What you will do: Locate every line in the items below that contains the word "fuselage" and copy each of those lines. Case counts.

[Image boundary labeling items]
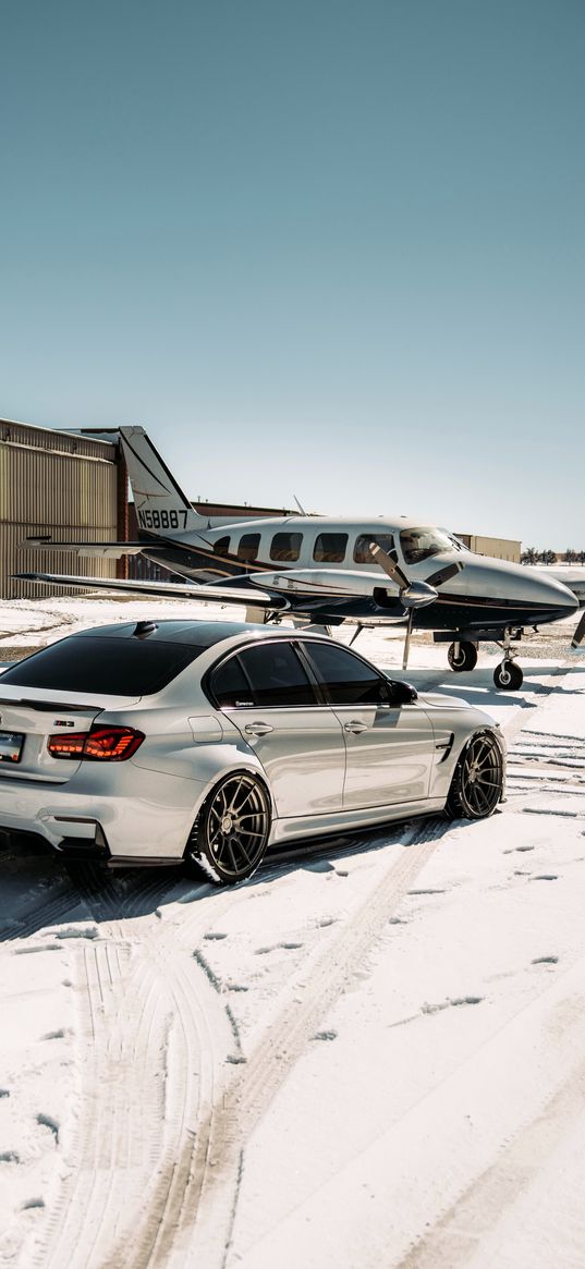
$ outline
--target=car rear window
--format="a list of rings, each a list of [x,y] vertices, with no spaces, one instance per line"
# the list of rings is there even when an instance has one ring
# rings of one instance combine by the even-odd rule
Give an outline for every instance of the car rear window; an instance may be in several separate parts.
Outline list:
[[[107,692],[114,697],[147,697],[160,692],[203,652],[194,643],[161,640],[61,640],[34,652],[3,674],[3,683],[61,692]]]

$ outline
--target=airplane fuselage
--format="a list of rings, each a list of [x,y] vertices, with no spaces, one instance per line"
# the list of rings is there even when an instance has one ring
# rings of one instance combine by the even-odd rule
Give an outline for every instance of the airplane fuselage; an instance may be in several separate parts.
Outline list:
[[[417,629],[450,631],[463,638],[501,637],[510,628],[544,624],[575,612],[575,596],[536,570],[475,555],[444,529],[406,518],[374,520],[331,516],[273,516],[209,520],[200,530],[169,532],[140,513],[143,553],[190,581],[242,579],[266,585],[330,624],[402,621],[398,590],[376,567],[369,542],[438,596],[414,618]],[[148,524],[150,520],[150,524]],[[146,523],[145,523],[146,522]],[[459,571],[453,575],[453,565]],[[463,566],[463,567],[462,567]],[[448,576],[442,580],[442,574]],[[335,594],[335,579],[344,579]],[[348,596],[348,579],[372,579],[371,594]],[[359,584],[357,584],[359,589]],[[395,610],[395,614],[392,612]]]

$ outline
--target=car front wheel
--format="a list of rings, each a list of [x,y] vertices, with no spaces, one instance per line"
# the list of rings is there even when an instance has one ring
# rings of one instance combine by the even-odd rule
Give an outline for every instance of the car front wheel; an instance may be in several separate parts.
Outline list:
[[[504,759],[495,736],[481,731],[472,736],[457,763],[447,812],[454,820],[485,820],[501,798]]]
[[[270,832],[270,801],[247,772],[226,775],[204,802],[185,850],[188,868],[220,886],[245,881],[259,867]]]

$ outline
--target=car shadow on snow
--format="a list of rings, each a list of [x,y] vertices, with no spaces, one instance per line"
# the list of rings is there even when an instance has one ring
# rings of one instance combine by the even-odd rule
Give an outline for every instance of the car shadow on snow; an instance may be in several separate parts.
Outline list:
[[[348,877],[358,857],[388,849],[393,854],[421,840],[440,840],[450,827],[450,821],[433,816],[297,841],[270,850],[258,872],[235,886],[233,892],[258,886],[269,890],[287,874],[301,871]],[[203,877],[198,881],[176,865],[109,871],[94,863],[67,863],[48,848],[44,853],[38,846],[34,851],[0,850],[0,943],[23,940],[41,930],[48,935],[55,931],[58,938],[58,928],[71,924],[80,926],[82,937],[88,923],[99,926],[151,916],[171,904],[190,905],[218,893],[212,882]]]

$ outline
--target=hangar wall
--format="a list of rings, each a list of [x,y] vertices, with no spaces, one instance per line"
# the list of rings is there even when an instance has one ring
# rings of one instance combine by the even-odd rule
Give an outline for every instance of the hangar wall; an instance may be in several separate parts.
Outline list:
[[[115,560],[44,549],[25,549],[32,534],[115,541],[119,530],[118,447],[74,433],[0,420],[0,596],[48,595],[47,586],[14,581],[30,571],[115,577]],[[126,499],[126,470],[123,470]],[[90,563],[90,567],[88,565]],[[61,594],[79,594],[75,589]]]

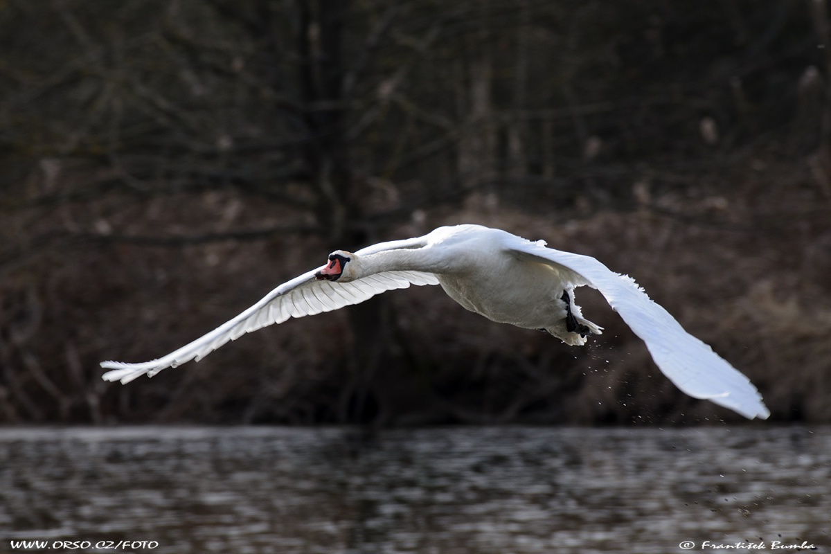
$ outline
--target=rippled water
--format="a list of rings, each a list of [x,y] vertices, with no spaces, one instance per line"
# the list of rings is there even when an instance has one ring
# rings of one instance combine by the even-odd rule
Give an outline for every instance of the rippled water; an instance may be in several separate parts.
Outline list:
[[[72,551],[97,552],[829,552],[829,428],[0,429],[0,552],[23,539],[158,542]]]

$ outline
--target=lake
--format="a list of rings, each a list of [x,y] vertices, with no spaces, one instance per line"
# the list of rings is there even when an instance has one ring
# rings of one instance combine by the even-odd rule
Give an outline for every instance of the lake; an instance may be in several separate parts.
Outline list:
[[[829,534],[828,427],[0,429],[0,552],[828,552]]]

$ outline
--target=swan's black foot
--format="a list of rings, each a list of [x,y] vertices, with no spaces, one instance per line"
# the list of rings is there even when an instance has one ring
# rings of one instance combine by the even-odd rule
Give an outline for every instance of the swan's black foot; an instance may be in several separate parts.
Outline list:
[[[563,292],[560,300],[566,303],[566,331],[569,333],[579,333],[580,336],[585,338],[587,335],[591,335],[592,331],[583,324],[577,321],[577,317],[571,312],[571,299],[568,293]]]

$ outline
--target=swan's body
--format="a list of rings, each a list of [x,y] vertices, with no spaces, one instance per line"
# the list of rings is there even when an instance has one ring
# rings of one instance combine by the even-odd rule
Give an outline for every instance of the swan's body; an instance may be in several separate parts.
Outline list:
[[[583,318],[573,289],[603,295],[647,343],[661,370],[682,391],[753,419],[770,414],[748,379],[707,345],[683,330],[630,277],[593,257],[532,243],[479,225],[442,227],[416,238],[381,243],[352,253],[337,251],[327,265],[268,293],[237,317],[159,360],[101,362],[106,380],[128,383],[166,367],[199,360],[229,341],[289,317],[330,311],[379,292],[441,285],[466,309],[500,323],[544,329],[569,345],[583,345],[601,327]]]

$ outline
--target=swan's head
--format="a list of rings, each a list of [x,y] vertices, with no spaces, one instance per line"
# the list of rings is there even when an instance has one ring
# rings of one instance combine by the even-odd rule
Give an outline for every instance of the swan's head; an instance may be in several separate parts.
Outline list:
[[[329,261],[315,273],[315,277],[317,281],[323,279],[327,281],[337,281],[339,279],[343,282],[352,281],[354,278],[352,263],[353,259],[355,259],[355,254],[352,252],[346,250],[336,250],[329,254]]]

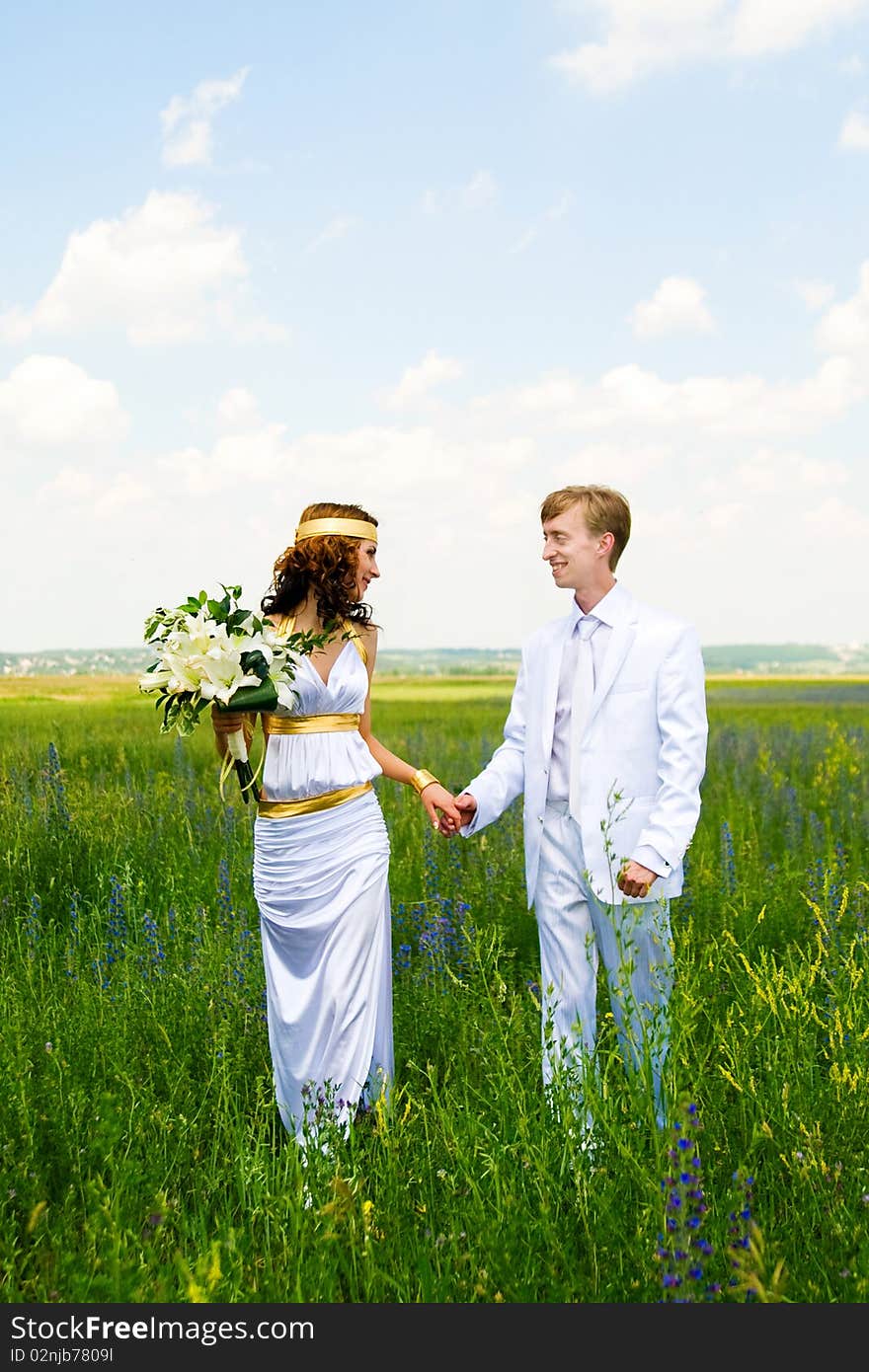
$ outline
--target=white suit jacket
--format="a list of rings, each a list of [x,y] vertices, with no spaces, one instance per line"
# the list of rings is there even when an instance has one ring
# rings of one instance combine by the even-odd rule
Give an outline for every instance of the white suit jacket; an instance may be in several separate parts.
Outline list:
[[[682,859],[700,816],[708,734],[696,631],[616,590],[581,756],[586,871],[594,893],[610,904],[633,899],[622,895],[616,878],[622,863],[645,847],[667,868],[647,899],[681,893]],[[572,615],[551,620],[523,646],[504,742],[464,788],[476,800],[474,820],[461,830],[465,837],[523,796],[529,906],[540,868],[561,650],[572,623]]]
==
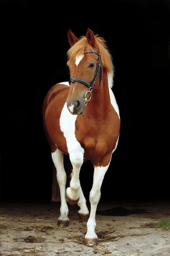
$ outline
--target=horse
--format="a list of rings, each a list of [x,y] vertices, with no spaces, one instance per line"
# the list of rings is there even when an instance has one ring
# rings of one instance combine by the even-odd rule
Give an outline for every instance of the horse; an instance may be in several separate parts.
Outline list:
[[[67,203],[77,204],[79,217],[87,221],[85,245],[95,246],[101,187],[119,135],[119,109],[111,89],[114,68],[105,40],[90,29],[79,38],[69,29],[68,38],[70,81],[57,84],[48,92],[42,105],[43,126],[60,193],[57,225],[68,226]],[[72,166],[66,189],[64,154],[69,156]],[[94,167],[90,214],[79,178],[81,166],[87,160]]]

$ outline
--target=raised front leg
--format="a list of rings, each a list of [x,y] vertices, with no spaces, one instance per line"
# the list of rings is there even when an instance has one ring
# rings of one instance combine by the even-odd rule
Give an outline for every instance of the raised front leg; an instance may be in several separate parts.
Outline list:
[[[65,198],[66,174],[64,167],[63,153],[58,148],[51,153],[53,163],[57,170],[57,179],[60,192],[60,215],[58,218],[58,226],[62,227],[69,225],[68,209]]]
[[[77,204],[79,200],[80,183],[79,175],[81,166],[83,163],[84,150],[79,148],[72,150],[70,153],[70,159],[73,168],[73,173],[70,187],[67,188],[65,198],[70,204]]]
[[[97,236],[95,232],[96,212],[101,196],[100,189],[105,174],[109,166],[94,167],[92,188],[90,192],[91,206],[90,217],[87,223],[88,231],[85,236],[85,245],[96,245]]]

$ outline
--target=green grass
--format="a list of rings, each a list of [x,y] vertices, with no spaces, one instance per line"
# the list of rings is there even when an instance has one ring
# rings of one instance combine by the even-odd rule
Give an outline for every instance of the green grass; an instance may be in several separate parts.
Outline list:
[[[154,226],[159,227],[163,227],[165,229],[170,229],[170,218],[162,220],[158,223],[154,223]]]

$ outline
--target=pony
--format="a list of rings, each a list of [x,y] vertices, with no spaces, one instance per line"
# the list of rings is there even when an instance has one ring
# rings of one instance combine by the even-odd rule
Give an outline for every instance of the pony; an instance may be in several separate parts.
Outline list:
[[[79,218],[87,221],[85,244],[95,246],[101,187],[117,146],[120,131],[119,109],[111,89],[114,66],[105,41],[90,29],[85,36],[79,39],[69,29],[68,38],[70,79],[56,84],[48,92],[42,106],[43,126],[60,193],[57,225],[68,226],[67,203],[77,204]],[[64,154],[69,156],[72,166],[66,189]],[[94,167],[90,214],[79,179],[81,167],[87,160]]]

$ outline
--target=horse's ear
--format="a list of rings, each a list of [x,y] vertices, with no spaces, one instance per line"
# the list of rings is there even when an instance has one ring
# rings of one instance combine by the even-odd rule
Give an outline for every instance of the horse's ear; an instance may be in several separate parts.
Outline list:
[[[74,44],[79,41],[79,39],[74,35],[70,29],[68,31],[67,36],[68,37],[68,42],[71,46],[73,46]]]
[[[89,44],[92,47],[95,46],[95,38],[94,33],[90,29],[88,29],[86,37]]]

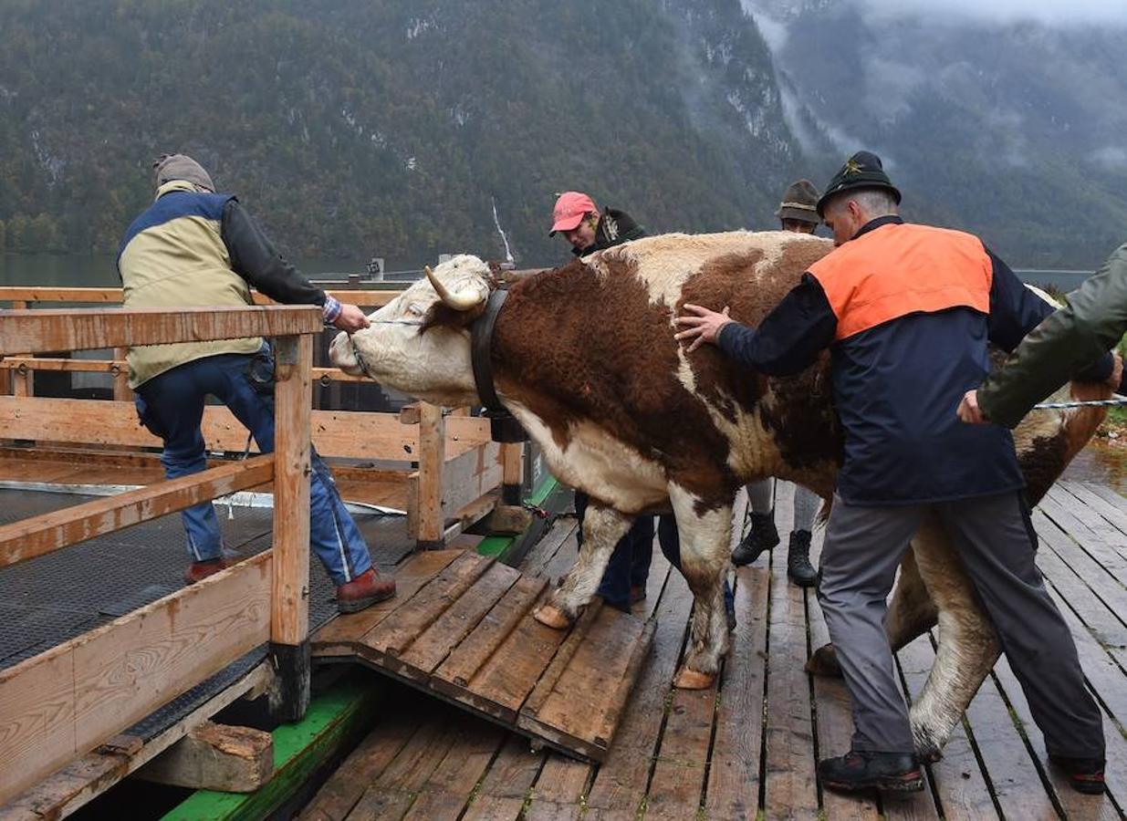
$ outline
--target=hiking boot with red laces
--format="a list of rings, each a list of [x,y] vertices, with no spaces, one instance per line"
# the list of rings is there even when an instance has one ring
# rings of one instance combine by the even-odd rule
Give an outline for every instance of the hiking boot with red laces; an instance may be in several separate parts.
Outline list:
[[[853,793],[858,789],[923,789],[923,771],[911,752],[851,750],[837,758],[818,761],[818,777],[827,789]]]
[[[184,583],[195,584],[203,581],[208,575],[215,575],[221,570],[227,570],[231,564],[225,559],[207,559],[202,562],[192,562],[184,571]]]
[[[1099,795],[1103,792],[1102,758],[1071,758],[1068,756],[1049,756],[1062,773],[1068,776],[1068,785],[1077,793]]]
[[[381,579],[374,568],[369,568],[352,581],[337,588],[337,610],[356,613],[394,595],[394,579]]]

Task output:
--target=airplane fuselage
Give an outline for every instance of the airplane fuselage; an instance may be in several separate parts.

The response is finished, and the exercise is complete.